▶ [Task details] According to the methods excerpt below, how long were the kidney sections stained with the DHE solution, and under what lighting condition?

▶ [Page extract]
The DHE (dihydroethidium) staining
The frozen kidneys were placed on a slide and embedded in OCT compound at −20 °C. The frozen renal tissues were further cut into 5 μm thick sections using a cryostat microtome (Leica microsystem, Wetzlar, Germany). After washing to get rid of OCT, the tissues on the slide were stained with 5 μM DHE solution for 15 min in a dark room. After washing the dyed slides, a fluorescence microscope was used to capture the pictures (Evos imaging fluorescence microscope, Thermo Fisher Scientific).
Statistical analysis
Data are presented as mean ± standard deviation (SD). Anderson–Darling test, D’Agostino and Pearson test, Shapiro–Wilk test and Kolmogorov–Smirnov test were used to test the normality of the data. The statistical differences between the experimental groups were assessed by ANOVA analysis with post hoc tests of Dunnett’s T3 multiple comparisons test or Turkey’s multiple comparisons test. p values less than 0.05 were considered to be significant.

▶ [Data extract]
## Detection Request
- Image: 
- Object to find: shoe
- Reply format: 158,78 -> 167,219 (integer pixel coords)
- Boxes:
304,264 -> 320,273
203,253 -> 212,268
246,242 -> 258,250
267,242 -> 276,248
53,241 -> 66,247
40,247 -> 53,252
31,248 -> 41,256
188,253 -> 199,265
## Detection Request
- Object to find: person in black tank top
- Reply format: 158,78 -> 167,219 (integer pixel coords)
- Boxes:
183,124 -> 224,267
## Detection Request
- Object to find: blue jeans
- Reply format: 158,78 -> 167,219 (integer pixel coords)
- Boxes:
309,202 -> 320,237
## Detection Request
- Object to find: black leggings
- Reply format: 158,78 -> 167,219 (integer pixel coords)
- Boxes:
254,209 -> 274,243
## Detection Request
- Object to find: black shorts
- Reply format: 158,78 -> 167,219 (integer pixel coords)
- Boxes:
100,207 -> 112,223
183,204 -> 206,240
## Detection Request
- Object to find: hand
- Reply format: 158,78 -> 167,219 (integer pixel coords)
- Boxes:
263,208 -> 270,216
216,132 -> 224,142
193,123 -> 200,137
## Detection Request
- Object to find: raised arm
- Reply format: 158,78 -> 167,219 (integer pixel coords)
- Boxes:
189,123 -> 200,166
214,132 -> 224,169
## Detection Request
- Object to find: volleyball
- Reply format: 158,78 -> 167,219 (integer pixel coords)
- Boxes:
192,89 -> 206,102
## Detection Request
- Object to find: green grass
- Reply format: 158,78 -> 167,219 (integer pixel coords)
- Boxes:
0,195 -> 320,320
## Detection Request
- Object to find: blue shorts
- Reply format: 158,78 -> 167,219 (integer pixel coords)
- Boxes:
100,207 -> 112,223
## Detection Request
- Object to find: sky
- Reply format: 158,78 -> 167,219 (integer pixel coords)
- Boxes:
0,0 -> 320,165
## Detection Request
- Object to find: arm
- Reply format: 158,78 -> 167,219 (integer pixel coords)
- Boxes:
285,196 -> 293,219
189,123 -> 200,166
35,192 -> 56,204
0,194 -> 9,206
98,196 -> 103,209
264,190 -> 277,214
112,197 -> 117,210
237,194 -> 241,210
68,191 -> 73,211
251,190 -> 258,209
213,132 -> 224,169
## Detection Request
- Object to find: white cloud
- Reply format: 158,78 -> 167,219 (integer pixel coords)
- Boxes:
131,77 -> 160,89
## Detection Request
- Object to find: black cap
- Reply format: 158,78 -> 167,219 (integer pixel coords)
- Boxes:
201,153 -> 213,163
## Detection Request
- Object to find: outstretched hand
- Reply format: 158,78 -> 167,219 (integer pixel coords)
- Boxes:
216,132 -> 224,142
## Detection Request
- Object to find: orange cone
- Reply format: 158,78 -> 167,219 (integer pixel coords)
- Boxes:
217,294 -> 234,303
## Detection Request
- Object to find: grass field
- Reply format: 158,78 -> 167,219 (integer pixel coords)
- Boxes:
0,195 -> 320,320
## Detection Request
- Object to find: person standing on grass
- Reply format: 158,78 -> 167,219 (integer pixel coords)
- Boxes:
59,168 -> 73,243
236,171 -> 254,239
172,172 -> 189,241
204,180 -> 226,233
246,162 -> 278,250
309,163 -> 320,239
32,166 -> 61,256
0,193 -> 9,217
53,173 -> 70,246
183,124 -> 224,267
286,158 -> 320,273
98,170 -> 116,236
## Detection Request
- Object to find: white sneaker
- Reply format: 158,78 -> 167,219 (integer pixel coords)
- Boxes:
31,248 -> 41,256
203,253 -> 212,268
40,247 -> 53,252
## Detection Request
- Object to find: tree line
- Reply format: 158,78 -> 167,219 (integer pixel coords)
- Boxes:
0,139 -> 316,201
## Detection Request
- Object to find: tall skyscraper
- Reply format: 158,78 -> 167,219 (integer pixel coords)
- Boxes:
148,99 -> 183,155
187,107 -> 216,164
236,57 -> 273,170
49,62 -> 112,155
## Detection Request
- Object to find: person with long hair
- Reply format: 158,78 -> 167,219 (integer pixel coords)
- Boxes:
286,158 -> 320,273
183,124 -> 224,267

▶ [Answer area] For 15 minutes, in a dark room.